WORK TO BE COMPLETED: Reproduce verbatim the part of the data that opens with the line containing "of the pink" and runs through the end of the data, including both ends.

- - - - - - -

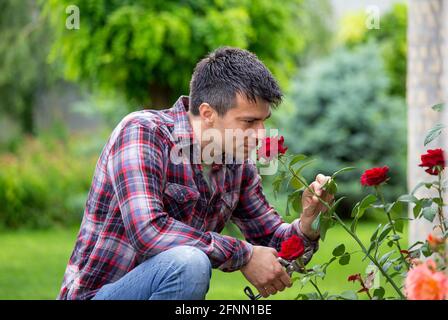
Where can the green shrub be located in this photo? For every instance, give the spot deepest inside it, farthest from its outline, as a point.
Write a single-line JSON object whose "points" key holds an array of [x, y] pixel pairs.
{"points": [[343, 116], [45, 183]]}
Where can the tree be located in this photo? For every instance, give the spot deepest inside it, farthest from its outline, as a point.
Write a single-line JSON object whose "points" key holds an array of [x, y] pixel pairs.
{"points": [[426, 87], [23, 53], [344, 116], [147, 49], [391, 39]]}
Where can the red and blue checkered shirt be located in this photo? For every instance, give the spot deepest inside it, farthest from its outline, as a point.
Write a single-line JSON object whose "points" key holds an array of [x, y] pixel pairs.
{"points": [[141, 203]]}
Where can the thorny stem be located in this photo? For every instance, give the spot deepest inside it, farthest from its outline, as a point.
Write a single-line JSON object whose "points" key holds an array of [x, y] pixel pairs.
{"points": [[440, 206], [397, 242]]}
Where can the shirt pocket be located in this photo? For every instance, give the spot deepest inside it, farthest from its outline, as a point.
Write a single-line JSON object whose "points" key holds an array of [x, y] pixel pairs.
{"points": [[228, 203], [179, 200]]}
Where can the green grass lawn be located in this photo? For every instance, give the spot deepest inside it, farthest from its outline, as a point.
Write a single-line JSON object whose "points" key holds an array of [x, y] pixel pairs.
{"points": [[32, 264]]}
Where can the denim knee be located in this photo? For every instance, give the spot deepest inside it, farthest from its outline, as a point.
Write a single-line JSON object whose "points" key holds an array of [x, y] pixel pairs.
{"points": [[191, 260], [194, 269]]}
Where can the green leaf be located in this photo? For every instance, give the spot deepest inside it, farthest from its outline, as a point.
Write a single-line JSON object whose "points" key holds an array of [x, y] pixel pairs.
{"points": [[331, 186], [375, 234], [387, 228], [316, 222], [296, 159], [339, 250], [379, 293], [434, 133], [399, 225], [408, 198], [386, 256], [438, 107], [297, 172], [417, 208], [429, 213], [349, 295], [295, 183], [342, 170], [344, 259], [325, 224]]}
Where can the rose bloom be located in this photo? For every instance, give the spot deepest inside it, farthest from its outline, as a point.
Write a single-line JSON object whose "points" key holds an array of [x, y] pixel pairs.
{"points": [[424, 282], [433, 159], [292, 248], [268, 149], [374, 176]]}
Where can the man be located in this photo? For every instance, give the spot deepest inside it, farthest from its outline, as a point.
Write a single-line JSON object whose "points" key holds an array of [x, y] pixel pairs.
{"points": [[151, 226]]}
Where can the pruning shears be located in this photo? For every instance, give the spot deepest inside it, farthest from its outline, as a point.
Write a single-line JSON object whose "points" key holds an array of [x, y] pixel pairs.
{"points": [[290, 266]]}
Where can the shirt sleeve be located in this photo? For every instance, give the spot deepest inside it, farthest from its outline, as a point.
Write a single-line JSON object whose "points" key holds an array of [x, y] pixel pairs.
{"points": [[259, 222], [136, 166]]}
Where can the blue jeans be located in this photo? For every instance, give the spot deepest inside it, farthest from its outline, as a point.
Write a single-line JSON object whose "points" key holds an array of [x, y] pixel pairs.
{"points": [[180, 273]]}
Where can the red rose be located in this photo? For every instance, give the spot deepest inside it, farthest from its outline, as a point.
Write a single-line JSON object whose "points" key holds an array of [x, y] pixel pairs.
{"points": [[271, 147], [292, 248], [374, 176], [434, 160]]}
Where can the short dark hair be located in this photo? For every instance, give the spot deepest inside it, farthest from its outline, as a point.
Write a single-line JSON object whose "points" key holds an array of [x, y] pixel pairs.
{"points": [[227, 71]]}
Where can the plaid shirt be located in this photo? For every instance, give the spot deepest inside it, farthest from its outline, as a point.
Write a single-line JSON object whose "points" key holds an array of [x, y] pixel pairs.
{"points": [[141, 203]]}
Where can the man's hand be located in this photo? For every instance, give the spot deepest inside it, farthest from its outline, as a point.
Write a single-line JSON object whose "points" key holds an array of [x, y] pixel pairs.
{"points": [[312, 206], [265, 272]]}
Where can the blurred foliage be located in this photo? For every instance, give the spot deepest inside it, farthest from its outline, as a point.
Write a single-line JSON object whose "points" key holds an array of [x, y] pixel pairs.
{"points": [[147, 49], [45, 182], [391, 39], [24, 47], [343, 116]]}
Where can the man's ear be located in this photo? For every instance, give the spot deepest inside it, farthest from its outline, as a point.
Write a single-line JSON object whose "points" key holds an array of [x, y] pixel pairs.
{"points": [[207, 113]]}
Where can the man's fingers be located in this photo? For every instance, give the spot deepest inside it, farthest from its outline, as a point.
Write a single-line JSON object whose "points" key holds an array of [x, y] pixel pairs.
{"points": [[263, 292], [278, 285], [270, 289], [286, 279]]}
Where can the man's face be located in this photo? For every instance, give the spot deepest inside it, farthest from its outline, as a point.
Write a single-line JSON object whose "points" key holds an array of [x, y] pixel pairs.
{"points": [[242, 126]]}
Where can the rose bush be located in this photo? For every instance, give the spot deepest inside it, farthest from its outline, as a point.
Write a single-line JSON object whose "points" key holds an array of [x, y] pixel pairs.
{"points": [[404, 269]]}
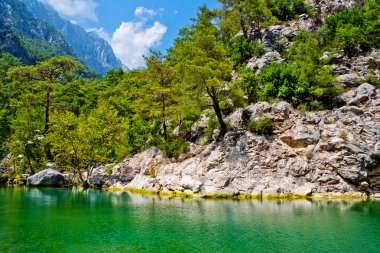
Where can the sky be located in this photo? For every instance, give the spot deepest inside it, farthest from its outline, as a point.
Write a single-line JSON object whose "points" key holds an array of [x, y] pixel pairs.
{"points": [[132, 27]]}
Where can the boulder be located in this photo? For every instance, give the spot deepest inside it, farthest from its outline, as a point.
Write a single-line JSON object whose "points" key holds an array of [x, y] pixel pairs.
{"points": [[348, 79], [301, 136], [47, 178], [258, 63]]}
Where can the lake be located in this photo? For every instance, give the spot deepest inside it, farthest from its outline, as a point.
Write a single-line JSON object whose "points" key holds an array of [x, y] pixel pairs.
{"points": [[61, 220]]}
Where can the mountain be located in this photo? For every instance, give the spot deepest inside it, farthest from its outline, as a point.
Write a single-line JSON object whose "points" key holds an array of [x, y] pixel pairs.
{"points": [[94, 51], [27, 37]]}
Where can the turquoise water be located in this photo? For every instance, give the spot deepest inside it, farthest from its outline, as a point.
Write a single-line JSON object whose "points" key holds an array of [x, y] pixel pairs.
{"points": [[51, 220]]}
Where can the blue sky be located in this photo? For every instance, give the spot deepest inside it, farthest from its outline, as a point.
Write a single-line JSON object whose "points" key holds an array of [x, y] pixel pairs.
{"points": [[132, 27]]}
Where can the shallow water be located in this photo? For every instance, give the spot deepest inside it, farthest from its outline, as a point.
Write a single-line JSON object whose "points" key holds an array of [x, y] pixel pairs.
{"points": [[51, 220]]}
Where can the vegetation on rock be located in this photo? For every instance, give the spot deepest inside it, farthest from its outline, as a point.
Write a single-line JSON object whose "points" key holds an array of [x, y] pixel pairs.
{"points": [[55, 110]]}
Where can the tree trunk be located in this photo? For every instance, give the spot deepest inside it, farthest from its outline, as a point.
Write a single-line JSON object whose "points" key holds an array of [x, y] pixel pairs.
{"points": [[164, 118], [47, 109], [218, 112], [30, 166]]}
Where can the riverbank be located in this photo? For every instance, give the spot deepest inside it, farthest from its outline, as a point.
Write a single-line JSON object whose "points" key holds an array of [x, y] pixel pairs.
{"points": [[320, 154]]}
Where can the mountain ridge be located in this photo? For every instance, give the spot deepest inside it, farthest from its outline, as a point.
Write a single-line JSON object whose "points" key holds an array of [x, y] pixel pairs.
{"points": [[94, 51]]}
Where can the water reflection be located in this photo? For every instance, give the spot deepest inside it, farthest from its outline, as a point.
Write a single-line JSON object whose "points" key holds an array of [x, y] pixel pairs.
{"points": [[93, 220]]}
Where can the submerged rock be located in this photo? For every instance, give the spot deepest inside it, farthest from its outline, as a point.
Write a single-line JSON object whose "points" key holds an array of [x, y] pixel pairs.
{"points": [[47, 178]]}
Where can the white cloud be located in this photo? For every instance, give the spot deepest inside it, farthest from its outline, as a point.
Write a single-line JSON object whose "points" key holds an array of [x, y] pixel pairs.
{"points": [[132, 40], [74, 8]]}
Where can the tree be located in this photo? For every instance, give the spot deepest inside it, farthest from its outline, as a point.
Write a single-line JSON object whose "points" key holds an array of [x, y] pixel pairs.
{"points": [[79, 143], [203, 63], [44, 77], [27, 142], [160, 95], [244, 14]]}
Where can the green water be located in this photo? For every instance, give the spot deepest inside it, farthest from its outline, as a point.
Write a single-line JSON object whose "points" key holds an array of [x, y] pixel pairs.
{"points": [[50, 220]]}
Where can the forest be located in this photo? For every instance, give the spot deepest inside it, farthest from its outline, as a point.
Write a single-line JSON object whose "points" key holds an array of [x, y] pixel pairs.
{"points": [[59, 111]]}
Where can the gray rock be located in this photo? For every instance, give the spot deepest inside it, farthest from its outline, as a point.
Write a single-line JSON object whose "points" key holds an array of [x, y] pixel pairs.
{"points": [[301, 136], [348, 79], [258, 63], [329, 179], [306, 155], [48, 178]]}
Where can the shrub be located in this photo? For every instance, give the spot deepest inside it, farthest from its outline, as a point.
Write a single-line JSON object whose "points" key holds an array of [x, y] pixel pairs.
{"points": [[262, 126], [284, 81], [373, 80], [242, 49], [174, 148], [289, 9]]}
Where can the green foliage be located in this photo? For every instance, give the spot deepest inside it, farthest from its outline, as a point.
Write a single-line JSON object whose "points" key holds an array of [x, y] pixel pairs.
{"points": [[249, 84], [289, 9], [375, 81], [350, 39], [262, 126], [281, 80], [212, 124], [26, 145], [174, 148], [241, 49], [80, 143]]}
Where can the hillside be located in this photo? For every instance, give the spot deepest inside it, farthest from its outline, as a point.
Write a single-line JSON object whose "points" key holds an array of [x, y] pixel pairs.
{"points": [[275, 98]]}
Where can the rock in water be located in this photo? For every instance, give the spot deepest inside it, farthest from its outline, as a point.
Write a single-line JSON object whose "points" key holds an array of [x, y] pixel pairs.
{"points": [[47, 177]]}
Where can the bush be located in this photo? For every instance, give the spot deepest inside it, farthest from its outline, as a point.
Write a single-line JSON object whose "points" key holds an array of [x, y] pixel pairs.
{"points": [[373, 80], [242, 49], [262, 126], [284, 81], [174, 148], [289, 9]]}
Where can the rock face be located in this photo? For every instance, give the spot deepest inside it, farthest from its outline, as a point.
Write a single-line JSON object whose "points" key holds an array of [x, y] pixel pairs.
{"points": [[94, 51], [318, 152], [18, 25], [47, 178]]}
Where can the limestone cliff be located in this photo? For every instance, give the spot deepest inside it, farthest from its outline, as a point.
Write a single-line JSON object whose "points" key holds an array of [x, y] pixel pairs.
{"points": [[335, 151]]}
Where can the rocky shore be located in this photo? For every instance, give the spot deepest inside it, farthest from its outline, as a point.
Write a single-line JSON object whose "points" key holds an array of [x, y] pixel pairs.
{"points": [[325, 154]]}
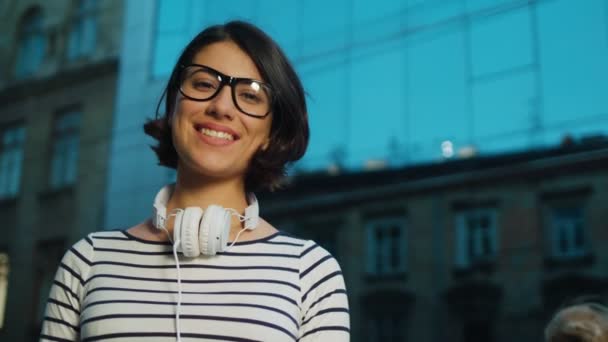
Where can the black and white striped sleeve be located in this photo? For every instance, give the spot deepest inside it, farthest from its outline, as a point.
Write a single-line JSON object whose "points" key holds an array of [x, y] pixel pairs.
{"points": [[62, 315], [325, 314]]}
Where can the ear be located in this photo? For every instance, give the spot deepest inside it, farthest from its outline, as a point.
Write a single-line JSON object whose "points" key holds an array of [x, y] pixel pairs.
{"points": [[265, 145]]}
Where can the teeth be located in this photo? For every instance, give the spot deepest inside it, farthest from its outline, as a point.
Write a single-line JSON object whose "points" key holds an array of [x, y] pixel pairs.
{"points": [[216, 134]]}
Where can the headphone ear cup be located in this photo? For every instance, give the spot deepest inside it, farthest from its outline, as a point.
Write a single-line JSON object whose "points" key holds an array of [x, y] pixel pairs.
{"points": [[190, 224], [214, 230]]}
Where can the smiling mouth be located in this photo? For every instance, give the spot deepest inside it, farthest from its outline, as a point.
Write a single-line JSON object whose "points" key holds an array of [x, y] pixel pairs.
{"points": [[216, 134]]}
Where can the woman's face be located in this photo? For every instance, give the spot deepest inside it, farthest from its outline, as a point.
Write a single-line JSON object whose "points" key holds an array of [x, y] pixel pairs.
{"points": [[213, 138]]}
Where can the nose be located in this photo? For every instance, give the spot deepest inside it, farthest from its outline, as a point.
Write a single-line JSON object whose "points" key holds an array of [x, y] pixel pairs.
{"points": [[221, 105]]}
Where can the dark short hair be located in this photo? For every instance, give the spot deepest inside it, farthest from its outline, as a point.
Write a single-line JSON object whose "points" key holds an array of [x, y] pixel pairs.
{"points": [[289, 132]]}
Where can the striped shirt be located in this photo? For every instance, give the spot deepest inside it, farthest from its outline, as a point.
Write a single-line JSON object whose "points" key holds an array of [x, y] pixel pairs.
{"points": [[115, 286]]}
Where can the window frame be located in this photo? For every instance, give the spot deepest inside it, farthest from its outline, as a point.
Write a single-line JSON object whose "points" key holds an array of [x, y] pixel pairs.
{"points": [[60, 136], [465, 257], [372, 226], [552, 240], [31, 44], [85, 12], [17, 146]]}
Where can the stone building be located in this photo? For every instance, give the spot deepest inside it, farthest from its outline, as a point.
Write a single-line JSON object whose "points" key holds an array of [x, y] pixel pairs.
{"points": [[479, 249], [58, 72]]}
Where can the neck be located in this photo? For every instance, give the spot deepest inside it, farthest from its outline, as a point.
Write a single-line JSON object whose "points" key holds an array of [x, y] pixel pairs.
{"points": [[200, 191]]}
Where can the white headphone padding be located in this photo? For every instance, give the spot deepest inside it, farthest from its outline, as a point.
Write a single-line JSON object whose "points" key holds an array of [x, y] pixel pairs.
{"points": [[189, 231], [215, 225]]}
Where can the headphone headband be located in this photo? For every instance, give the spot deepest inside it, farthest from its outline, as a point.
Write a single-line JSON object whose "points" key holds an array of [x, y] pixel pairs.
{"points": [[159, 213]]}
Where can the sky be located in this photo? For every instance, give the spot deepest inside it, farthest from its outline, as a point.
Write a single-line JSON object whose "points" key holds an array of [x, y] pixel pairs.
{"points": [[402, 82]]}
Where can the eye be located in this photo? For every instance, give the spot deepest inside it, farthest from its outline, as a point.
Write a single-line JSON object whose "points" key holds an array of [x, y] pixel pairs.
{"points": [[203, 85], [250, 97]]}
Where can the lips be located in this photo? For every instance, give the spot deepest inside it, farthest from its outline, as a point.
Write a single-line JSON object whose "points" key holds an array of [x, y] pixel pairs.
{"points": [[216, 133]]}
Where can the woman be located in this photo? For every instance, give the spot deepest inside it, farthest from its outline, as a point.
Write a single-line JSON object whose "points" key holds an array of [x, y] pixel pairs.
{"points": [[579, 322], [235, 116]]}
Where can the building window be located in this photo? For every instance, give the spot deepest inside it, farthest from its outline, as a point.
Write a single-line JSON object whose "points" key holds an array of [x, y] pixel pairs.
{"points": [[566, 226], [386, 246], [386, 327], [4, 269], [32, 44], [172, 34], [64, 156], [475, 237], [11, 159], [48, 257], [478, 331], [83, 31]]}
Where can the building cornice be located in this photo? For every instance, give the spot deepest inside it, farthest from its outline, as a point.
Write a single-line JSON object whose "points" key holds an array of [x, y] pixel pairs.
{"points": [[18, 91], [375, 186]]}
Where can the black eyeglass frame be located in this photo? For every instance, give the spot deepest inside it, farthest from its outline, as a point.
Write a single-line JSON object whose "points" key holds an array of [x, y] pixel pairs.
{"points": [[229, 81]]}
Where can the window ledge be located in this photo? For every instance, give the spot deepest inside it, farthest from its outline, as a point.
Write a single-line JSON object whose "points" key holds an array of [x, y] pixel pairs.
{"points": [[484, 268], [7, 202], [378, 278], [555, 262], [66, 190]]}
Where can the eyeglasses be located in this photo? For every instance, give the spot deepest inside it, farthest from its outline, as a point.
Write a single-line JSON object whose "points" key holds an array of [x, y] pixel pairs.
{"points": [[202, 83]]}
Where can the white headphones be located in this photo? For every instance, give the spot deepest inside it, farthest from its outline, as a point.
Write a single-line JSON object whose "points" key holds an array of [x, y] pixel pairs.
{"points": [[199, 231]]}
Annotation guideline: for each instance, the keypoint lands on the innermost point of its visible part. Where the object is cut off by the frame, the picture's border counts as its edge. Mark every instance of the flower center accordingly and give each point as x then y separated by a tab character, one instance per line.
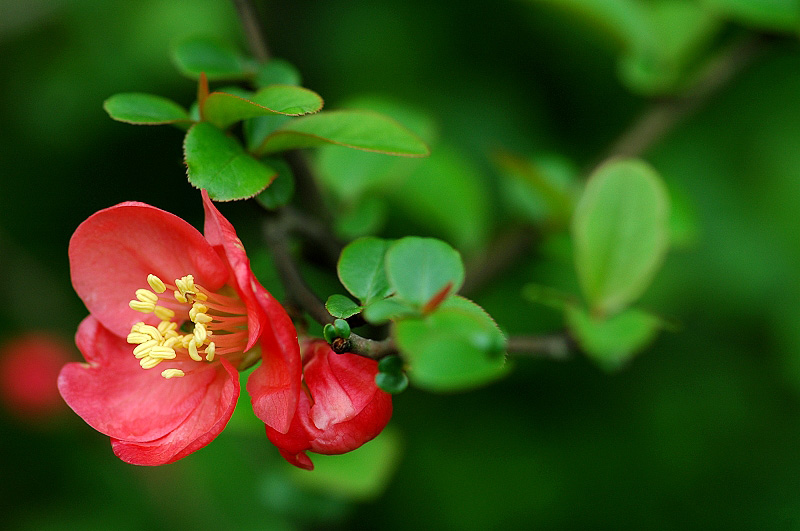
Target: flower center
196	325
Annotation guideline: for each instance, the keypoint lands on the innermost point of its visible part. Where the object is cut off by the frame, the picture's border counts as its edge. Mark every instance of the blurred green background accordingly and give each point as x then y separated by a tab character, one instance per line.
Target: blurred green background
700	431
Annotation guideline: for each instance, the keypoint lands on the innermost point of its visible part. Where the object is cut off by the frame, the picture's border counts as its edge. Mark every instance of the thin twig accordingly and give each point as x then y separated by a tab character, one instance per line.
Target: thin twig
661	118
554	346
252	28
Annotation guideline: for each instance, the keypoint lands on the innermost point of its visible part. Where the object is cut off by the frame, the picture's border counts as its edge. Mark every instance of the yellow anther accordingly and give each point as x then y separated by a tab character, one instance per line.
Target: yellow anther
185	340
166	326
151	331
193	351
149	362
200	333
202	318
197	308
210	349
137	337
165	314
145	295
156	283
141	306
172	373
162	353
143	349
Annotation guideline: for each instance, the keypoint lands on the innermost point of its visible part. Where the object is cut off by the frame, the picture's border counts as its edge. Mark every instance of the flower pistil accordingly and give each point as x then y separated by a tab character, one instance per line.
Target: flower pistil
214	324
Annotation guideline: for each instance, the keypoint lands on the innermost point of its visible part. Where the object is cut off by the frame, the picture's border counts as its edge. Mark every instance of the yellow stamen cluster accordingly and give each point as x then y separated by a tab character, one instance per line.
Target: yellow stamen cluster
156	344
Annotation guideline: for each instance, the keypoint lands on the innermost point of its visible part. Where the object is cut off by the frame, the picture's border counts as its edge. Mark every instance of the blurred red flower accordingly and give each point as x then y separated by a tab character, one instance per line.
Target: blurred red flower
29	367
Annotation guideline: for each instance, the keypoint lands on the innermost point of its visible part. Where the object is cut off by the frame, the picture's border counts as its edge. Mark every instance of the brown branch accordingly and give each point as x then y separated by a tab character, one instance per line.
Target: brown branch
554	346
252	28
661	118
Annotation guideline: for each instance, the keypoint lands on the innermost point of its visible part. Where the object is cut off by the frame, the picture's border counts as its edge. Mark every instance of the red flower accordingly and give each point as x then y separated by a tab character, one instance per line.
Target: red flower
341	407
161	374
29	368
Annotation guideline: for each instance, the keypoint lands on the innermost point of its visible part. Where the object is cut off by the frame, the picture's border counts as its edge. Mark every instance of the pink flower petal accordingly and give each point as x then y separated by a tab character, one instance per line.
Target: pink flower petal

- - - - - - -

COMPLETE OUTPUT:
Annotation guideline: for each instance, the keypoint lands on the innermost point of its visible part. Where the object is cut off by the frame, the picture's border counts as its edge. Mark every instance of the pink flower petal accordingly and give each point as x then y separated by a tab character, one instance per line.
Target: pink flower petal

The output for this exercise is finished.